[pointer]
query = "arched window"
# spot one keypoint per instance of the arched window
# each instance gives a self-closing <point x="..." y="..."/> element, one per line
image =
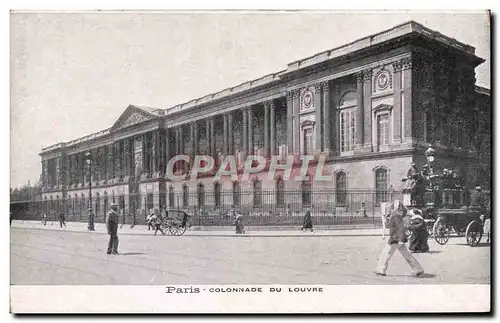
<point x="257" y="193"/>
<point x="171" y="196"/>
<point x="305" y="189"/>
<point x="97" y="203"/>
<point x="185" y="196"/>
<point x="83" y="206"/>
<point x="217" y="194"/>
<point x="69" y="206"/>
<point x="381" y="185"/>
<point x="280" y="192"/>
<point x="106" y="203"/>
<point x="76" y="206"/>
<point x="236" y="194"/>
<point x="347" y="121"/>
<point x="201" y="196"/>
<point x="45" y="206"/>
<point x="341" y="188"/>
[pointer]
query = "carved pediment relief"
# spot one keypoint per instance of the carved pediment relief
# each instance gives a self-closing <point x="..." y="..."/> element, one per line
<point x="131" y="116"/>
<point x="133" y="119"/>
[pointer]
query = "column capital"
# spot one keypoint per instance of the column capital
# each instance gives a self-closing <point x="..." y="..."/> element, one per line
<point x="367" y="75"/>
<point x="359" y="77"/>
<point x="407" y="63"/>
<point x="269" y="104"/>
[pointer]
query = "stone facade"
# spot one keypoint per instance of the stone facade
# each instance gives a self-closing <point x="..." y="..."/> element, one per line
<point x="370" y="107"/>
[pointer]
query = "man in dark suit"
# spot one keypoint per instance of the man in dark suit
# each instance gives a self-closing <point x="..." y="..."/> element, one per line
<point x="112" y="226"/>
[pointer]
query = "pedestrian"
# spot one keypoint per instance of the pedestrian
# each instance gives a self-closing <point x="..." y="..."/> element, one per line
<point x="238" y="222"/>
<point x="112" y="227"/>
<point x="420" y="235"/>
<point x="307" y="222"/>
<point x="155" y="220"/>
<point x="91" y="220"/>
<point x="397" y="240"/>
<point x="62" y="220"/>
<point x="148" y="219"/>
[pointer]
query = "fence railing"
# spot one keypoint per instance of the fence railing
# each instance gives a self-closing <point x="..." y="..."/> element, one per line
<point x="260" y="207"/>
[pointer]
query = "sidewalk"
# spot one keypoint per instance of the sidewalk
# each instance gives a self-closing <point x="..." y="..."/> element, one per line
<point x="209" y="231"/>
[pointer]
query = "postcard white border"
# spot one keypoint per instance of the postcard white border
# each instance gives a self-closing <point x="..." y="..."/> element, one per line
<point x="333" y="299"/>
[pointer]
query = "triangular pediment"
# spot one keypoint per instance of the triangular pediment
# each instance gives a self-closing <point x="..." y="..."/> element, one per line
<point x="131" y="116"/>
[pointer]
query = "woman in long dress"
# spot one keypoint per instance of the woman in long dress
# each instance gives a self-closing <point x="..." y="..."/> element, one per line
<point x="420" y="235"/>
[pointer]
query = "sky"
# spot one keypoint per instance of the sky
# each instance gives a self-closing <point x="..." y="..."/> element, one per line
<point x="72" y="74"/>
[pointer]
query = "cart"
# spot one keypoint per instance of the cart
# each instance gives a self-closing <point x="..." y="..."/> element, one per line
<point x="176" y="221"/>
<point x="462" y="221"/>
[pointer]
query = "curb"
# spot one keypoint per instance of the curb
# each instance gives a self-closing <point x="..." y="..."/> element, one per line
<point x="187" y="234"/>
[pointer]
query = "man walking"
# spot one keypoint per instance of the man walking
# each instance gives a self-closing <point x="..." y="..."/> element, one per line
<point x="396" y="241"/>
<point x="112" y="226"/>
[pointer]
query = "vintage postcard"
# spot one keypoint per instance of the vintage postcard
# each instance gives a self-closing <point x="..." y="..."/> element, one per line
<point x="250" y="161"/>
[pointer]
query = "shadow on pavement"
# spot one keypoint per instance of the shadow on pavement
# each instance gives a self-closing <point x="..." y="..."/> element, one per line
<point x="133" y="253"/>
<point x="480" y="245"/>
<point x="424" y="275"/>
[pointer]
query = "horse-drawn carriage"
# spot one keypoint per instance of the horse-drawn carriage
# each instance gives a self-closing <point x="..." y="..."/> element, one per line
<point x="175" y="221"/>
<point x="441" y="198"/>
- - - -
▸ Goal of the exercise:
Output must match the lines from the start of the records above through the line that contains "# spot one keypoint per instance of the pedestrian", exactly and with every picture removed.

▸ Answer space:
[pointer]
query = "arched window"
# spot one keypoint per instance of the arched window
# each instance gives a self-closing <point x="..." y="..."/> element, one per line
image =
<point x="257" y="193"/>
<point x="171" y="196"/>
<point x="305" y="189"/>
<point x="97" y="203"/>
<point x="185" y="196"/>
<point x="83" y="206"/>
<point x="217" y="194"/>
<point x="69" y="206"/>
<point x="381" y="185"/>
<point x="280" y="192"/>
<point x="106" y="203"/>
<point x="76" y="206"/>
<point x="236" y="194"/>
<point x="347" y="121"/>
<point x="201" y="196"/>
<point x="45" y="206"/>
<point x="341" y="188"/>
[pointer]
query = "carved pediment relief"
# spot one keypoint per instance of the carved pediment relief
# each instance gives a self-closing <point x="..." y="..."/> element, one per line
<point x="131" y="116"/>
<point x="133" y="119"/>
[pointer]
query = "column capital"
# spot one keypoint per instance of the column capital
# each instance gives a self-closing <point x="..." y="..."/> element, one per line
<point x="367" y="75"/>
<point x="359" y="77"/>
<point x="407" y="63"/>
<point x="269" y="104"/>
[pointer]
query = "stone facade"
# spot one keypoint per instance of the stone facade
# each instance gives a self-closing <point x="..." y="..."/> element, one per line
<point x="370" y="107"/>
[pointer]
query = "man in dark suit"
# spot one keypoint per instance of the man in dark suit
# each instance gives a self-closing <point x="..." y="..."/> element, one per line
<point x="112" y="226"/>
[pointer]
query = "pedestrian"
# spot one keypoint per instance of the pedestrian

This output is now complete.